> PROBLEM DESCRIPTION
Could you retype exactly the lines running from the line with "Target: snow-covered tree" to the end of the data, both included, and nothing else?

[[ WORKING DATA, beginning ]]

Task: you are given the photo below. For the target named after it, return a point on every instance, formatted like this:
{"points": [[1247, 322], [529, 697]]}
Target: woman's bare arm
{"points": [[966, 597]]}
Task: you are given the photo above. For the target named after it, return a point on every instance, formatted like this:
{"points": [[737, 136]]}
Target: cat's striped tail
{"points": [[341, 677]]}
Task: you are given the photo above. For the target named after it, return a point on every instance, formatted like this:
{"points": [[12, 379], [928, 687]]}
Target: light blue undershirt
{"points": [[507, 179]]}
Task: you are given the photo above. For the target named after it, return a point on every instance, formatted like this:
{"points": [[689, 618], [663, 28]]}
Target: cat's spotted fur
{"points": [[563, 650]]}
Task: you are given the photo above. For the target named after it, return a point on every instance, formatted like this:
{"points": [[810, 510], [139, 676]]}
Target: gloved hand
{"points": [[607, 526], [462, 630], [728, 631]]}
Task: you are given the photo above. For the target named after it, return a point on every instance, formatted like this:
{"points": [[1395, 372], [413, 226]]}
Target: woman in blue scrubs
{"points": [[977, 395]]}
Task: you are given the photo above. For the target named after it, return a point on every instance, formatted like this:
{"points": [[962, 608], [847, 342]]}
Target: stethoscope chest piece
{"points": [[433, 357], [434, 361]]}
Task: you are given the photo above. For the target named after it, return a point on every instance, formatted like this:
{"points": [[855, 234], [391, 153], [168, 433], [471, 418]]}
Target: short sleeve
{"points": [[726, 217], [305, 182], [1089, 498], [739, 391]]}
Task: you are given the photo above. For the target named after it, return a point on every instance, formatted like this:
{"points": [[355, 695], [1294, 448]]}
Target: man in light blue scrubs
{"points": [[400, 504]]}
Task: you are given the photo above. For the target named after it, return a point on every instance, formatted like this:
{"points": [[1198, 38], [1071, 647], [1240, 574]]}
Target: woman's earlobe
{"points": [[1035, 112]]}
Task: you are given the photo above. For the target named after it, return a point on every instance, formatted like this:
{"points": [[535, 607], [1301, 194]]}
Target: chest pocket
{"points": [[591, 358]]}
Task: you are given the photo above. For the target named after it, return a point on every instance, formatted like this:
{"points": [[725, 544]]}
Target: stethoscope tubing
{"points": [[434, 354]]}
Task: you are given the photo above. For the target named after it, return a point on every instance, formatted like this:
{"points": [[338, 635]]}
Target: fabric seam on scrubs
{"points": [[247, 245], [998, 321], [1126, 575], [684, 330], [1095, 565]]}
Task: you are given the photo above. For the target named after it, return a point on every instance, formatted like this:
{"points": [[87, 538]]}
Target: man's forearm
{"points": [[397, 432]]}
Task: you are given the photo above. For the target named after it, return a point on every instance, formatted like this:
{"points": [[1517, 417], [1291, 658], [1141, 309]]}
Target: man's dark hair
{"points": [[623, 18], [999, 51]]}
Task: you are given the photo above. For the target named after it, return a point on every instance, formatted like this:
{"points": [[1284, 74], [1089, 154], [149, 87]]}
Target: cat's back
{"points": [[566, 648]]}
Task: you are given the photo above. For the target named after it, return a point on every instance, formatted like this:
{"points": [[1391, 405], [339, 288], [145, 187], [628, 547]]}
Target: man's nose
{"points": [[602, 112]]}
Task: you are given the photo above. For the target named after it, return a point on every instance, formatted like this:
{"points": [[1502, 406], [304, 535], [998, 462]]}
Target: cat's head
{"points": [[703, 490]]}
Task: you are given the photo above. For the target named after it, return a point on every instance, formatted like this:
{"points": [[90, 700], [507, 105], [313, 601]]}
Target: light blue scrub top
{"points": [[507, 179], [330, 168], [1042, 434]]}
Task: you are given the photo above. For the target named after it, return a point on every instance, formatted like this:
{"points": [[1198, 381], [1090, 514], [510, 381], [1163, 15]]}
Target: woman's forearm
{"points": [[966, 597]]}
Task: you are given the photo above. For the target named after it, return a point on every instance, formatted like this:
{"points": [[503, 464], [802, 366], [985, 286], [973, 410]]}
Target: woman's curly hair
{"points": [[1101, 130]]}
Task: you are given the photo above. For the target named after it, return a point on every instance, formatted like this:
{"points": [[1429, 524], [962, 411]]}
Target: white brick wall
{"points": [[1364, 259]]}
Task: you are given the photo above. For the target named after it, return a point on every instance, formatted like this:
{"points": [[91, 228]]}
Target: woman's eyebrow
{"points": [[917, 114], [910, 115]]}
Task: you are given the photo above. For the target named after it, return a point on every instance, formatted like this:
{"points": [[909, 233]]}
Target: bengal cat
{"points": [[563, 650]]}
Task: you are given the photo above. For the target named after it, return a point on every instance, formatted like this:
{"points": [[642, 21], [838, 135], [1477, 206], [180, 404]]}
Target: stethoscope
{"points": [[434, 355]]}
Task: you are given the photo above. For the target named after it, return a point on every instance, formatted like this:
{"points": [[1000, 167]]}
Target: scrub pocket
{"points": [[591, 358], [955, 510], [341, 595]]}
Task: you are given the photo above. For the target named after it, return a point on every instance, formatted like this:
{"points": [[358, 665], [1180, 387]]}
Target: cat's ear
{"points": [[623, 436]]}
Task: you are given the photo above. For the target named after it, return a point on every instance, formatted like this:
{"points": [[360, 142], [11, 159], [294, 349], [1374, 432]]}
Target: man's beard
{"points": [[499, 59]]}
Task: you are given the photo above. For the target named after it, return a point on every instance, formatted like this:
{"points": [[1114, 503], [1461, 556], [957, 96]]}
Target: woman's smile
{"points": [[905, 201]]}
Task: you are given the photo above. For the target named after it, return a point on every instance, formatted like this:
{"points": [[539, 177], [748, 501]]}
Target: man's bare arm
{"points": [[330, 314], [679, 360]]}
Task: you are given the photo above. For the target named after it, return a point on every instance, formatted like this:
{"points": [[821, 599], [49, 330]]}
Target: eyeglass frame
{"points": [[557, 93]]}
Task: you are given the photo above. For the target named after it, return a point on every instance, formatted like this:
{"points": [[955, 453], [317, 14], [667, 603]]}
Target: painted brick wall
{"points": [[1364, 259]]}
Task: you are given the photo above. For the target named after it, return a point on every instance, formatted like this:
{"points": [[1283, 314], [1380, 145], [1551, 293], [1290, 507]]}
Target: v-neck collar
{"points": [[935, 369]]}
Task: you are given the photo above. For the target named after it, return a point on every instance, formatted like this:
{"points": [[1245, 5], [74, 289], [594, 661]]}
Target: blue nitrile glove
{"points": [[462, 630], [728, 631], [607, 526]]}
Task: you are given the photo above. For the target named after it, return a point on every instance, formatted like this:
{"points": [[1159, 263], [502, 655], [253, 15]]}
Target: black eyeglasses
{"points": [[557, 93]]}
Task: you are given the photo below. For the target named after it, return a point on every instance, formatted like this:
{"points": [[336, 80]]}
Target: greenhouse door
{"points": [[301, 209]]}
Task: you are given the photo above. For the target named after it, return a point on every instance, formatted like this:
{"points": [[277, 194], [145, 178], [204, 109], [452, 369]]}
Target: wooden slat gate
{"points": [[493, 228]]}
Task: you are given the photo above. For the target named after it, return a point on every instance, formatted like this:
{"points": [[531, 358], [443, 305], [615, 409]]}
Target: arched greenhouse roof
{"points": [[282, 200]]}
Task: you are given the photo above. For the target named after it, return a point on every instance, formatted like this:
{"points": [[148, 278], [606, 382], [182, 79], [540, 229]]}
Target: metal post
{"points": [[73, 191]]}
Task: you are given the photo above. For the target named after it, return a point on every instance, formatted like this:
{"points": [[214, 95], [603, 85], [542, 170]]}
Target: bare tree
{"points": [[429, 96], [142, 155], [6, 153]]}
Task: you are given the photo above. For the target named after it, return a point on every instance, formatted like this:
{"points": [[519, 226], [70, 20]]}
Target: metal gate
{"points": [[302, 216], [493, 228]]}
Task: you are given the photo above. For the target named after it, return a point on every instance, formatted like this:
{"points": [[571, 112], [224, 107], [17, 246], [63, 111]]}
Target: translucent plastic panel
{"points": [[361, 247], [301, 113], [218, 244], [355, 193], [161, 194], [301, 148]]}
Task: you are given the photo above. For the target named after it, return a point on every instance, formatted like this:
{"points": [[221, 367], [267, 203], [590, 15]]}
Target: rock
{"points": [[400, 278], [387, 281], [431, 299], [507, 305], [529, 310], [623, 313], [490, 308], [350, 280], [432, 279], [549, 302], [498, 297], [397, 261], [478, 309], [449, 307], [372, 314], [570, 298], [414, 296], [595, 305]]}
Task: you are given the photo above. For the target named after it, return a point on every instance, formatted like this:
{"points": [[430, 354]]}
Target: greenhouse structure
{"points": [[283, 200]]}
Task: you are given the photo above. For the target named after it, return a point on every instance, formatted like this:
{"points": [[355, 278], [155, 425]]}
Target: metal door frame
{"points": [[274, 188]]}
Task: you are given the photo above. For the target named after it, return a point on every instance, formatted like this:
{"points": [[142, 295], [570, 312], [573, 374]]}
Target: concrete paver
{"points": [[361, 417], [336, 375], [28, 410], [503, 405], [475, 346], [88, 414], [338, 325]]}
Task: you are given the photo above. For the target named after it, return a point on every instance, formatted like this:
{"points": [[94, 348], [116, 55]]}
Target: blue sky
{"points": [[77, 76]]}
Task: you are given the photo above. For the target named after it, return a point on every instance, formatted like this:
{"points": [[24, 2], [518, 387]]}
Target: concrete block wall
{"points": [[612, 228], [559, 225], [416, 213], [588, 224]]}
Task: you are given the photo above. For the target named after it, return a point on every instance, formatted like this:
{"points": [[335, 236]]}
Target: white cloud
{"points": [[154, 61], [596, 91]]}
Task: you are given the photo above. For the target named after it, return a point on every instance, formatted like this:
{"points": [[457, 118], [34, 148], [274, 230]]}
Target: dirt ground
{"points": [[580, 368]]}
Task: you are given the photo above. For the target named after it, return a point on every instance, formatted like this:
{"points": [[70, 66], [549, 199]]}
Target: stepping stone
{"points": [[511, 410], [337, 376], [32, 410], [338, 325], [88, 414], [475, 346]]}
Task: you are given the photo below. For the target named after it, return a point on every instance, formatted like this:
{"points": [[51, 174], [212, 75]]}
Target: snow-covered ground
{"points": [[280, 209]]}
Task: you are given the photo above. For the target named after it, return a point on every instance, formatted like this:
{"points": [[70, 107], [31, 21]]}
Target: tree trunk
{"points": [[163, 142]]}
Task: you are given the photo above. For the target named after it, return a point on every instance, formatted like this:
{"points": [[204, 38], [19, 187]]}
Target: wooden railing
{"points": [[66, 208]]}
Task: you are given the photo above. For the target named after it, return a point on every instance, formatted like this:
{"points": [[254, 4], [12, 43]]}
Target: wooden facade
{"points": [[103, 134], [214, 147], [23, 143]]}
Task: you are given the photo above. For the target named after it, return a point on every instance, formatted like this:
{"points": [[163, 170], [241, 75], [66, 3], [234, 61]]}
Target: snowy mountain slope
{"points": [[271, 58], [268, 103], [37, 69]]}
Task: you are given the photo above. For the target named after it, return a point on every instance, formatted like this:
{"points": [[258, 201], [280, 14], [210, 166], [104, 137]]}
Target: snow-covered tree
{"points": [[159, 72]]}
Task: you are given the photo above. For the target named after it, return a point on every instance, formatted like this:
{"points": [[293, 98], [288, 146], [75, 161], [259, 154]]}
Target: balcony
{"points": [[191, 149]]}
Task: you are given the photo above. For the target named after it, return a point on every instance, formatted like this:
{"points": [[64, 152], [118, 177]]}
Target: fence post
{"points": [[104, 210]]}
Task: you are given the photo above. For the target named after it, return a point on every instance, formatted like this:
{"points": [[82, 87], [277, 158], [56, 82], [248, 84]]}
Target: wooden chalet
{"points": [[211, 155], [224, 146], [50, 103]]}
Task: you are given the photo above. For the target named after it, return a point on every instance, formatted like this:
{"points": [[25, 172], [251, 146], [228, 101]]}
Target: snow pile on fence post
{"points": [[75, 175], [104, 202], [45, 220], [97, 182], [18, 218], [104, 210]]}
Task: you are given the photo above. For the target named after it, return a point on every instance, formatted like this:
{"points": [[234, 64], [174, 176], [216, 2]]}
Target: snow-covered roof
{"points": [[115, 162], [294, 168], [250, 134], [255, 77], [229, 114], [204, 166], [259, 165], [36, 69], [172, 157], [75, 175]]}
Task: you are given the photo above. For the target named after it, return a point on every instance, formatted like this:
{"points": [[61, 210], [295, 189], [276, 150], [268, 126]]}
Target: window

[[ WORKING DATA, end ]]

> EXERCISE SOLUTION
Target: snow-covered tree
{"points": [[159, 72]]}
Task: you are given the photo above. For the target named after it, return a point on every instance, formatted like this:
{"points": [[293, 98], [288, 146], [75, 161], [259, 154]]}
Target: balcony
{"points": [[191, 149]]}
Task: you are given the photo above. For the target named after it, return a point on every instance, formatted like this:
{"points": [[64, 152], [118, 177]]}
Target: fence post
{"points": [[104, 210]]}
Task: you are given the photo above. For the target named after it, return a point on every instance, formatted like this:
{"points": [[82, 87], [277, 158], [56, 82], [248, 84]]}
Target: wooden chalet
{"points": [[211, 155], [224, 146], [50, 103]]}
Task: you are given the photo above. For the target named after it, return a point on every instance, formatted like this:
{"points": [[25, 172], [251, 146], [228, 101]]}
Target: snow pile on fence post
{"points": [[75, 175], [104, 202], [45, 220], [97, 182], [18, 218], [104, 210]]}
Task: you are given the photo above. For the target named after it, return a point on every instance, formatted like this:
{"points": [[234, 64], [174, 176], [216, 2]]}
Target: snow-covered roof
{"points": [[115, 162], [294, 168], [250, 134], [255, 77], [229, 114], [204, 166], [259, 165], [36, 69], [172, 157], [75, 175]]}
Task: you are given the photo above. For the target named after it, return a point on every instance, formatted like this:
{"points": [[61, 210], [295, 189], [276, 150], [268, 126]]}
Target: window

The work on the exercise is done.